[Named object pointing entries]

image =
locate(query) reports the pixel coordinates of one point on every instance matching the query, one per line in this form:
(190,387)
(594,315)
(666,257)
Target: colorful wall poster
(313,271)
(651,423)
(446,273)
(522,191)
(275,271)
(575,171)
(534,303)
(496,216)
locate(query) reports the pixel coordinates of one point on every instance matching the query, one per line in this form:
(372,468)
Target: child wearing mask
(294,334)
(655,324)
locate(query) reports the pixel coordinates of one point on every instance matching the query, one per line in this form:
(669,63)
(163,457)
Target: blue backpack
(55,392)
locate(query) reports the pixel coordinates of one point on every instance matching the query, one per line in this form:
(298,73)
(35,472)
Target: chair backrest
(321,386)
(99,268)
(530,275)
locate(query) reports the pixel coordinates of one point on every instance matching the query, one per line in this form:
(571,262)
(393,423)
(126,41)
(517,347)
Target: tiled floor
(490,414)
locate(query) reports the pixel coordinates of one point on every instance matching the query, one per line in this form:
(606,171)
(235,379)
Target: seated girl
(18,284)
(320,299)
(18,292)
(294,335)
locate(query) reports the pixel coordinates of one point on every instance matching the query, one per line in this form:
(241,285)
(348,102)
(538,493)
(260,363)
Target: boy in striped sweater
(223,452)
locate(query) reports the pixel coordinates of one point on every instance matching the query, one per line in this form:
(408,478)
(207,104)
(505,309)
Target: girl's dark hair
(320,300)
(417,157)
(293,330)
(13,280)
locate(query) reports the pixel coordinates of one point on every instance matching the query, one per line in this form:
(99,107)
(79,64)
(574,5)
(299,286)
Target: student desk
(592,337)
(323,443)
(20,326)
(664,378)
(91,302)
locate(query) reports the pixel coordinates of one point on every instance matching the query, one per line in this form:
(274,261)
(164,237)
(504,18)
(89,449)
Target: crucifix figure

WRITTEN PROBLEM
Write the entire listing out again, word for word.

FINISHED TASK
image =
locate(query) reports the pixel coordinates of one point on every instance matching the query, one per line in this form:
(190,387)
(594,315)
(666,257)
Target: colorful wall poster
(313,271)
(651,423)
(446,273)
(522,191)
(275,271)
(575,171)
(534,303)
(496,216)
locate(query) reports the pixel coordinates of one point on every instance matching the query, one per line in this form:
(372,468)
Target: child wearing mask
(294,334)
(655,324)
locate(query) reports the pixel coordinates of one point on every instance matching the query, one per line in this form:
(669,63)
(163,457)
Target: blue backpack
(55,392)
locate(query) reports the pixel coordinates of one point on every instance matching the query, one per line in this form:
(298,73)
(35,472)
Target: chair backrest
(321,386)
(99,268)
(530,275)
locate(query) reports the pixel coordinates of one point on every instance matching the query, one per line in this form:
(571,262)
(393,423)
(126,41)
(517,347)
Target: tiled floor
(490,414)
locate(query) reports the pixel coordinates of one point on every instance matching the query, one per line in this form:
(606,171)
(235,379)
Target: seated girl
(18,284)
(320,299)
(18,292)
(294,335)
locate(query) reports the pixel coordinates of one point on every instance matching the query, one per line in this form:
(241,285)
(348,102)
(538,493)
(260,363)
Target: boy in striped sweater
(223,452)
locate(query) reports the pixel coordinates of one point on every instance matching the query, one per line in this form:
(408,478)
(207,104)
(505,309)
Target: girl's dark hair
(320,300)
(417,157)
(293,330)
(13,280)
locate(query) reports the pixel coordinates of one point on every instance matching the query, one per line in this form:
(99,107)
(79,64)
(574,5)
(299,286)
Target: student desk
(592,337)
(323,443)
(20,326)
(664,378)
(91,302)
locate(query) reports the pixel coordinates of one point on every instance matching the query, one per line in this form:
(274,261)
(164,237)
(504,18)
(89,449)
Target: crucifix figure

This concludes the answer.